Exercise set:
(a) Please summarize the piece on Ireland's mother-and-baby homes in two sentences.
(b) Name every religious body that, according to the piece on Ireland's mother-and-baby homes, made no offer toward the survivor redress scheme.
(c) Write the next passage of the piece on Ireland's mother-and-baby homes, starting after its last paragraph.
--- begin Text block ---
There are some stories so horrifying that their details embed themselves in your flesh and haunt you for the rest of your days. The suffering of the women and babies – an estimated 170,000 of them – who were incarcerated and abused in the Magdalene laundries and mother-and-baby homes that housed “fallen women” is one such story. It is a scandal that is difficult to read about without experiencing an overwhelming feeling of disgust, from the testimonies of abuse and forced adoption, to the mass grave at the former St Mary’s mother-and-baby home near Tuam, County Galway, which contained 796 bodies of babies and children. The nuns put many of them in a septic tank. There were no burial records.
The efforts of survivors, campaigners and historians to bring these stories to light in the face of obstruction and indifference has been the work of decades. The Irish government made a formal apology in 2021 after a judicial commission report. Yet this story, and the human misery it has caused, is not over: the last home closed in 1996. There are living survivors, and people who are descended from the victims. The exhumation of the children’s remains, so that they can be identified if possible and given a proper burial, is continuing. And then there is the question of redress.
This week, it was reported that, of the eight religious organisations linked to Ireland’s mother-and-baby homes, only two have offered to contribute to a survivor redress scheme. The Sisters of Bon Secours – the order that presided over the septic tank mass grave – offered €12.97m (about £11m), while the Daughters of Charity of St Vincent de Paul has proposed contributing a building to the scheme. A third religious body – the Sisters of St John of God – declined to contribute, saying there was “no legal or moral” basis to do so as there was “no evidence that our sisters there acted in any untoward manner”, but offered a donation to survivors.
The other five – the Congregation of Our Lady of Charity of the Good Shepherd, the Congregation of the Sacred Hearts of Jesus and Mary, the Congregation of the Sisters of Mercy, the Legion of Mary and the (Anglican) Church of Ireland – made no offer. They gave various reasons – or excuses, depending on your viewpoint. Ireland’s children’s minister, Norma Foley, expressed her disappointment, saying that, while the state had admitted its role in the scandal, more should have been done by the church and the religious organisations.
While public expression by the state of its culpability has been explicit and categorical, the remorse expressed on the religious side has been less clear-cut. Past statements from the orders involved such as “with deep regret … we acknowledge that there are women who did not experience our refuge as a place of protection and care” and “it is regrettable that the Magdalene homes had to exist at all” lack a certain tone of regret, shall we say. The Good Shepherd Sisters, as they are now known, have made particularly impressive use of grammatical gymnastics over the years (“We sincerely regret that women could have experienced hurt and hardship”). Perhaps most shocking was this: “It was part of the system and the culture of the time.”
Nothing from the nuns, or the Catholic church, has really come close to expressing true remorse. A “definitive” apology in 2021 from Eamon Martin, Ireland’s most senior church figure, was worded thus: “I accept that the church was clearly part of that culture in which people were frequently stigmatised, judged and rejected. For that, and for the longlasting hurt and emotional distress that has resulted, I unreservedly apologise.”
--- end Text block ---
--- begin Entries shown ---
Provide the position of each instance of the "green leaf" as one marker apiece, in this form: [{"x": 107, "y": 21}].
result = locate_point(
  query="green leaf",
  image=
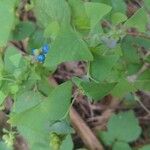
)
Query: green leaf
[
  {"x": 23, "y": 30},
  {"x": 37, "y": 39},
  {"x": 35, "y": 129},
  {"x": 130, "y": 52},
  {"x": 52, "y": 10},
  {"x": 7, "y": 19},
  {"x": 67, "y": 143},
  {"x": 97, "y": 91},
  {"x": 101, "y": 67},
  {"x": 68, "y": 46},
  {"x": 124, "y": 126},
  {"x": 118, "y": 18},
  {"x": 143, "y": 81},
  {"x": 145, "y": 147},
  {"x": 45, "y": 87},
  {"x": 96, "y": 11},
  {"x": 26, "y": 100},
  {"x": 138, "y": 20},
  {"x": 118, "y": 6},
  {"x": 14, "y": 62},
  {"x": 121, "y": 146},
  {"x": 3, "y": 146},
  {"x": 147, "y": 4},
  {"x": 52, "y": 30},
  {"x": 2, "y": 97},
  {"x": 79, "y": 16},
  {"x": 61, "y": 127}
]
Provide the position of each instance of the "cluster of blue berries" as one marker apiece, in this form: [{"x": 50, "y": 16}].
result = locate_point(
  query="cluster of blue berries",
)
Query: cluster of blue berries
--- end Entries shown ---
--- begin Entries shown ---
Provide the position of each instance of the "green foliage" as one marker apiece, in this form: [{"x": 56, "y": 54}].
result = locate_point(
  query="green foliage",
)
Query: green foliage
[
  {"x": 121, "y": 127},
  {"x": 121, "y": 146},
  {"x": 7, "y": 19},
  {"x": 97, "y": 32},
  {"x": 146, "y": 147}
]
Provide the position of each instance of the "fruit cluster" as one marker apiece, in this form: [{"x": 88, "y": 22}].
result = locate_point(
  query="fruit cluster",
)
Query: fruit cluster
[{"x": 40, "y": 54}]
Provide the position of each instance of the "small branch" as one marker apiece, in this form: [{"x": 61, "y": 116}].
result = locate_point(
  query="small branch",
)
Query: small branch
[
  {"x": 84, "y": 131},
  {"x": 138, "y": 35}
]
--- end Entries shown ---
--- begin Entries shown ---
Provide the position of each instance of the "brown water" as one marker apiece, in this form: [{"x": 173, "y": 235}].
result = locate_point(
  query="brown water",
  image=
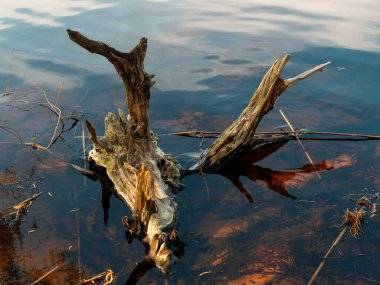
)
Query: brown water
--- end Entries shown ---
Answers below:
(a) An estimated 170,000 women and babies were held and abused in Ireland's Magdalene laundries and mother-and-baby homes. The Irish government formally apologized in 2021, yet survivors are still living and redress is unresolved: only two of the eight religious organizations linked to the homes have offered to contribute to a survivor redress scheme, and nothing from the nuns or the Catholic church has come close to expressing true remorse.

(b)
- Congregation of Our Lady of Charity of the Good Shepherd
- Congregation of the Sacred Hearts of Jesus and Mary
- Congregation of the Sisters of Mercy
- Legion of Mary
- Church of Ireland (Anglican)

(c)
Yet the church wasn’t just part of that culture. It was the culture, saturating every aspect of life in Ireland, shaping public attitudes towards women and their babies, encouraging their shaming and ostracising. Some campaigners have called for church assets to be seized unless the institution contributes to a state-run redress scheme.
Without a true acknowledgment of the pain that has been caused, how do you begin to move on from something so traumatic? Yes, there have been memorial events and gardens – in Dublin, a journey stone monument was unveiled in 2022, and the National Centre for Research and Remembrance is to hold records related to the institutional trauma, with a museum and exhibition space. Culturally, the scandal has been intelligently and sensitively revisited, from the novella and film Small Things Like These to the BBC drama The Woman in the Wall, and Sinéad O’Connor’s previously unreleased The Magdalene Song. Liam Neeson is collaborating with Catherine Corless – the amateur historian who devoted many hours to painstaking research into St Mary’s, and who battled on heroically despite widespread indifference when she tried to make the mass grave public – on a film, The Lost Children of Tuam.
There is no chance of these children and their mothers being forgotten now, and that is meaningful. I was too young when I saw in 2002 The Magdalene Sisters, a drama which gave me a lifelong aversion to Irish nuns, so repugnant and sadistic was their behaviour towards the vulnerable women in their control. Being the granddaughter of a woman who was once tarred as “illegitimate” – the bald cruelty of this term, of the thought of labelling a baby thus, is enough to bring tears to your eyes – perhaps led to my interest in this dark chapter of Irish history. My grandmother was born in a mother-and-baby home, but in Wales. It was no picnic, but had she been in Ireland – the country of her suspected father – even greater miseries would have awaited her.
The treatment of children born out of wedlock in Ireland as “an inferior subspecies” – then taoiseach Enda Kenny’s words in 2014 – and the humiliation to which they were subjected is a stain on the church’s history. Corless said in interview at the time that she had lost respect for the Catholic church. She is by no means alone in that.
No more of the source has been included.